Recorded data
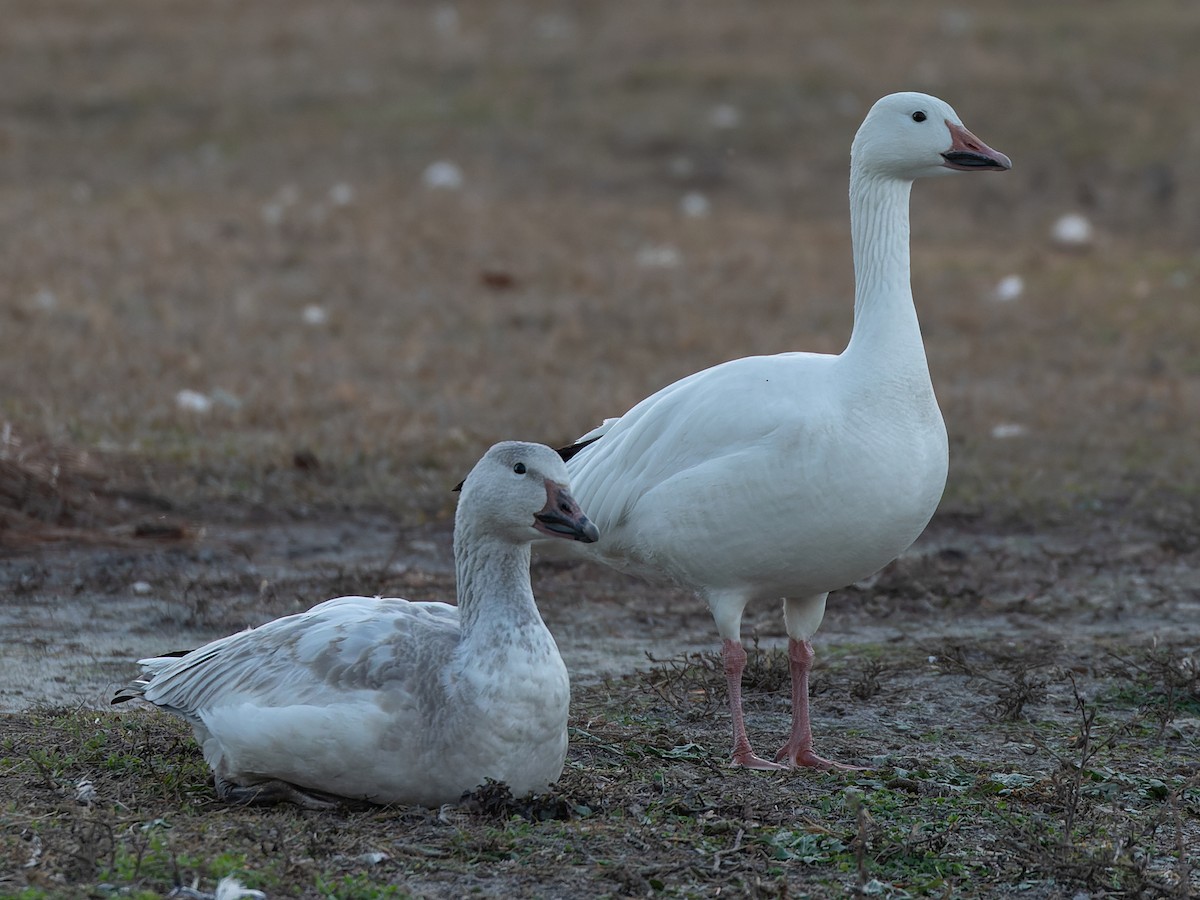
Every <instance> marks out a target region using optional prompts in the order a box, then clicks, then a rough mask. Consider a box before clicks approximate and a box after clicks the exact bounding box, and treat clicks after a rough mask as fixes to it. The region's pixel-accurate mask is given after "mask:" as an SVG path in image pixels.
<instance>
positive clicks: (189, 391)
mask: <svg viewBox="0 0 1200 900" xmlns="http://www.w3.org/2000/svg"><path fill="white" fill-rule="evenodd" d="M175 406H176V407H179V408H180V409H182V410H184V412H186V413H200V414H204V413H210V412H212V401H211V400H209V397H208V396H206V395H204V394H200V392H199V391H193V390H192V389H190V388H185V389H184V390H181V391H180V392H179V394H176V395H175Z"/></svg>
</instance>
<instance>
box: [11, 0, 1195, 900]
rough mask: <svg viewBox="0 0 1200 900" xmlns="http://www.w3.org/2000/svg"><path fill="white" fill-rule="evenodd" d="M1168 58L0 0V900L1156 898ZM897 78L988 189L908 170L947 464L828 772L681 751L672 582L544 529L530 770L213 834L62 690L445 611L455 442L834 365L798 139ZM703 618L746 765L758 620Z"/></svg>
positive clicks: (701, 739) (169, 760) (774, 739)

## BRIEF
The line with "rough mask: <svg" marks where to start. Transcribe from there through the final line of the records, exactly and with nothing added.

## OUTPUT
rough mask: <svg viewBox="0 0 1200 900" xmlns="http://www.w3.org/2000/svg"><path fill="white" fill-rule="evenodd" d="M1168 58L0 0V900L1156 898ZM897 78L988 189L908 170L947 464L828 772L681 751L672 582L544 529L530 770L213 834L62 690L445 611L455 442L834 365L798 139ZM703 618L746 765L758 620Z"/></svg>
positive clicks: (701, 739) (169, 760) (774, 739)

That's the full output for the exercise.